YOUR ASSIGNMENT:
Among the lines below, keep only those from the one containing "# test: mark the vehicle's side" through the one containing "# test: mark the grey", and reproduce them exactly.

Natural language region descriptions:
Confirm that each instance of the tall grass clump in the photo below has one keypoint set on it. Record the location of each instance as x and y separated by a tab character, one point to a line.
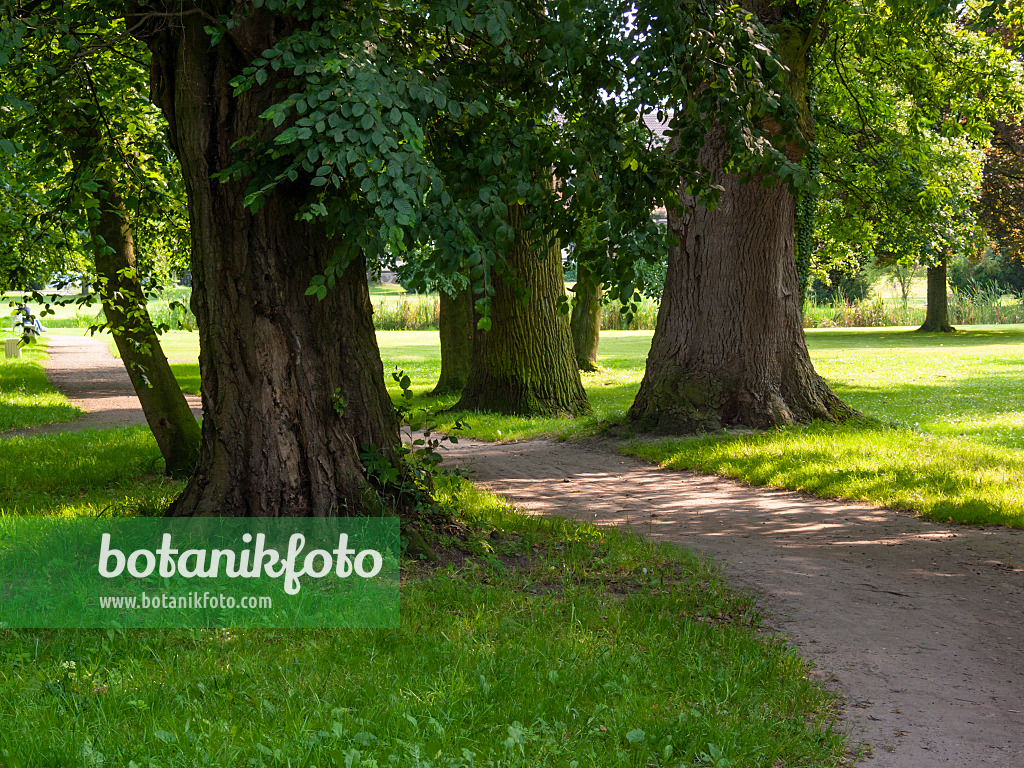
645	317
414	313
989	306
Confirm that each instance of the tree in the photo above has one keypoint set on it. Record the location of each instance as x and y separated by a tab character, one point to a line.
905	103
88	141
523	364
1000	207
728	347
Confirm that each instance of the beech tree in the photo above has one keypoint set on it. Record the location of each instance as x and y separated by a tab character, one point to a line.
90	158
729	347
904	112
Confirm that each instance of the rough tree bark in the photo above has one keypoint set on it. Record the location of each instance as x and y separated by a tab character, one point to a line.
585	322
124	302
729	348
524	364
457	326
937	314
291	385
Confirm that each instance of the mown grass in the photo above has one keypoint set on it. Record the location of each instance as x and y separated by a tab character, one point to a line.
84	473
943	435
543	643
27	397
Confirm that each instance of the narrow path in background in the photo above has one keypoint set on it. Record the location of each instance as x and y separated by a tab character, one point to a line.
921	625
94	380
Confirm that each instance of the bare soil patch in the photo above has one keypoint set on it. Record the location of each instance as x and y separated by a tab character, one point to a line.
94	380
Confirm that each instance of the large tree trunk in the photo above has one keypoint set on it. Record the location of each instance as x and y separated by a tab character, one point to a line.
524	364
937	314
124	302
457	326
729	348
585	323
291	385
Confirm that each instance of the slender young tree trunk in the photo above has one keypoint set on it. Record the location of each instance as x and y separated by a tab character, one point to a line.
457	326
124	302
292	386
937	314
524	364
729	346
585	323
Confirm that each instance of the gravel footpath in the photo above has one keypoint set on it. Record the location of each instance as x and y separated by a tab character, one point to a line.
84	370
919	626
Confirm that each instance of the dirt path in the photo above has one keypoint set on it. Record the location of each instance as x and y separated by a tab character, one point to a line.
94	380
921	625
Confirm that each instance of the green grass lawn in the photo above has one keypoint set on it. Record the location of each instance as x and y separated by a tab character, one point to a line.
544	643
27	397
944	436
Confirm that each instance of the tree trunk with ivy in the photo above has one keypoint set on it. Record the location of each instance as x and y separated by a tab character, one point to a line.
292	385
524	365
457	325
585	322
729	348
124	302
937	313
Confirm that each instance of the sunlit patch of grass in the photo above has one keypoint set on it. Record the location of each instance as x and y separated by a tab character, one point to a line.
27	397
549	643
82	473
941	478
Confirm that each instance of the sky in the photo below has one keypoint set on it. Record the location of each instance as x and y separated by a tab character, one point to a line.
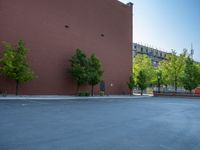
167	24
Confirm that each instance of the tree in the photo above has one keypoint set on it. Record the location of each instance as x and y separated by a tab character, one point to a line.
94	72
159	79
143	62
172	68
131	84
14	63
191	76
78	69
142	81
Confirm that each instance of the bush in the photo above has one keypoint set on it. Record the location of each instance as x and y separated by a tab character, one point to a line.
83	93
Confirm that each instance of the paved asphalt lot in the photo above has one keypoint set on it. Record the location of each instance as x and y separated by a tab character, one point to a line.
100	124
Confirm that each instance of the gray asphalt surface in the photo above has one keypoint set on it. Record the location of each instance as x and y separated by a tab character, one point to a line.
122	124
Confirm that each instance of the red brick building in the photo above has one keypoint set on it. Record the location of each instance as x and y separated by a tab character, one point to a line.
53	29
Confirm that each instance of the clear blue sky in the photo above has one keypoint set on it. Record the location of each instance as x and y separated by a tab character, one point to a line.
167	24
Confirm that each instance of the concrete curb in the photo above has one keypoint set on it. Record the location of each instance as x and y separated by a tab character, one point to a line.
56	97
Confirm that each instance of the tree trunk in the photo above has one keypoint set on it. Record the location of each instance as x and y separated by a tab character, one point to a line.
175	84
17	87
92	90
131	92
141	92
77	88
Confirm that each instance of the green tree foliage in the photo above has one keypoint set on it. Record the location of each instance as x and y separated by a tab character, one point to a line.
131	84
14	63
85	70
94	72
191	76
159	78
172	69
143	62
142	80
78	69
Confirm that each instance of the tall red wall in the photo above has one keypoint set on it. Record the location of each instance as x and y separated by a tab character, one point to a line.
41	24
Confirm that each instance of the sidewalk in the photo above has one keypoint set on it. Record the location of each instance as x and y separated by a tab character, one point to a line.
58	97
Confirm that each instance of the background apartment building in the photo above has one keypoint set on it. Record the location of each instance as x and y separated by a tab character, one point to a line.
154	54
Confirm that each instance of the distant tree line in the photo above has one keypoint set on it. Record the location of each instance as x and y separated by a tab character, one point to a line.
175	70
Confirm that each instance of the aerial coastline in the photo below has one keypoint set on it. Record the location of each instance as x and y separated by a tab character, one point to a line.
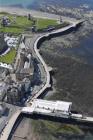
48	51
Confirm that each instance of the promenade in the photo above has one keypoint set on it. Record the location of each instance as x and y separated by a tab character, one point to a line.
6	132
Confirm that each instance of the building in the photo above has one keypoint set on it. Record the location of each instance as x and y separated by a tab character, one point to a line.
15	94
51	108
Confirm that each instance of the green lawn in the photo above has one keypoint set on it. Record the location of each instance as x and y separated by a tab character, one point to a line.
23	23
9	57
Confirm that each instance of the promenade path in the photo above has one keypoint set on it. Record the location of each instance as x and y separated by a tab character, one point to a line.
6	132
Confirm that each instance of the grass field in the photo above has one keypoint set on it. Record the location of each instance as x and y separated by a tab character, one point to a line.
9	57
22	23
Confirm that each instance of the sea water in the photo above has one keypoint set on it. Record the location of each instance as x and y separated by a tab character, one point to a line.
33	3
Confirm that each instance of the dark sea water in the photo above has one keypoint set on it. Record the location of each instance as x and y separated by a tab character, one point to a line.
36	3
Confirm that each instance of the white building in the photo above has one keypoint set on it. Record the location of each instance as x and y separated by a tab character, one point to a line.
52	108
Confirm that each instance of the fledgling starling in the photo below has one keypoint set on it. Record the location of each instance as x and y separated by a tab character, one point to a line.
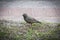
29	19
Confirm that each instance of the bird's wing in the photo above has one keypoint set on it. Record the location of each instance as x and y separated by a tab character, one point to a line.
30	19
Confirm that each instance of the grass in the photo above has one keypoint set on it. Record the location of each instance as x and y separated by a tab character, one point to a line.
24	31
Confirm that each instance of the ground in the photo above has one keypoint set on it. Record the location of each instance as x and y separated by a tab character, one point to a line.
10	30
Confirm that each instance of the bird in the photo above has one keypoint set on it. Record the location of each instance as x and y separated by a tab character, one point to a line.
29	19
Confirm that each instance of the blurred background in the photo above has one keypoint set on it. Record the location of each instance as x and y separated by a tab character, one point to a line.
42	10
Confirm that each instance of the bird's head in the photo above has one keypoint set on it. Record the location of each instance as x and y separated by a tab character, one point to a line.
24	15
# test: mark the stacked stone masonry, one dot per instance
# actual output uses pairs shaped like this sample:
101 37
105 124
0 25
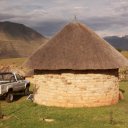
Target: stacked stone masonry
69 89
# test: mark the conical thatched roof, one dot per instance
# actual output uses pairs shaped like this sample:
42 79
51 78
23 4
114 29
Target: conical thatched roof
76 47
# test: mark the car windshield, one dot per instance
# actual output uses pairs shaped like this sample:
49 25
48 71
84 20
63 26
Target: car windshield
19 77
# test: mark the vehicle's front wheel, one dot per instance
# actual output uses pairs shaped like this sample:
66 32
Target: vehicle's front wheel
26 91
9 97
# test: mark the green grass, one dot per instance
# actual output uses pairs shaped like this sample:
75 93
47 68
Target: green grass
25 114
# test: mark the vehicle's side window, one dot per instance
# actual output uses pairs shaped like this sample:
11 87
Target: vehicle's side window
12 79
18 77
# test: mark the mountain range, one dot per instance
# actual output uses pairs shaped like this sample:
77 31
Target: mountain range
18 40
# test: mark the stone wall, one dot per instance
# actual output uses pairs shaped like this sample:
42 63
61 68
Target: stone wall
77 88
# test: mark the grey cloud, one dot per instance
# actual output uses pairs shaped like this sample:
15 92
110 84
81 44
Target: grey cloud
6 16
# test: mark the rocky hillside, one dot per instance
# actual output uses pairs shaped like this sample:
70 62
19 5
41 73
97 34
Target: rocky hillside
18 40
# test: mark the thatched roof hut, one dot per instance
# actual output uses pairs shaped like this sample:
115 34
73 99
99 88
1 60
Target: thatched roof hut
76 47
78 68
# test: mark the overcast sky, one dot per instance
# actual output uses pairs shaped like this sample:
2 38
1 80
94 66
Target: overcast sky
106 17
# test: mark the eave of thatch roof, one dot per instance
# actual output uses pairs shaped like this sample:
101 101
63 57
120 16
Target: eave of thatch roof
76 47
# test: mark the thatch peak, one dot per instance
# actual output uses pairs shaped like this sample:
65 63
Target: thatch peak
76 47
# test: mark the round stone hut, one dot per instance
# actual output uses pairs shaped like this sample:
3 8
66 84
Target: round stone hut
76 68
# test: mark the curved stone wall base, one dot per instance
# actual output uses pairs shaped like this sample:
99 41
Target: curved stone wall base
77 89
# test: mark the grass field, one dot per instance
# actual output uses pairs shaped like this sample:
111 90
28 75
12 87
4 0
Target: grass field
25 114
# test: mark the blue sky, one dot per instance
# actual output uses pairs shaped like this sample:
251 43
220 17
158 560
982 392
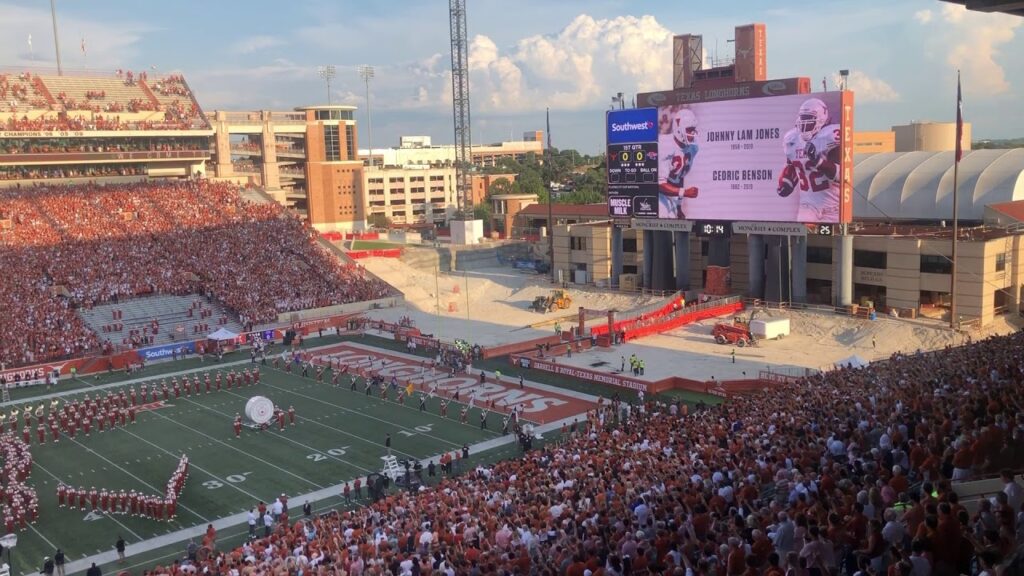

TASK ANSWER:
# test: mark the vehicle's side window, one dot per instance
# actual output uses pairs shaped like this sample:
11 87
Target: vehicle's side window
12 79
18 77
# test: mark the mountain range, one dot per instance
# actual output uses pairs shaped like this sample:
77 31
Target: mountain range
18 40
# test: mark the stone wall, one dot per instance
# actual output uses pairs shaped like this sample:
42 63
61 68
Target: stone wall
77 88
# test: mark the grey cloud, one dot per instance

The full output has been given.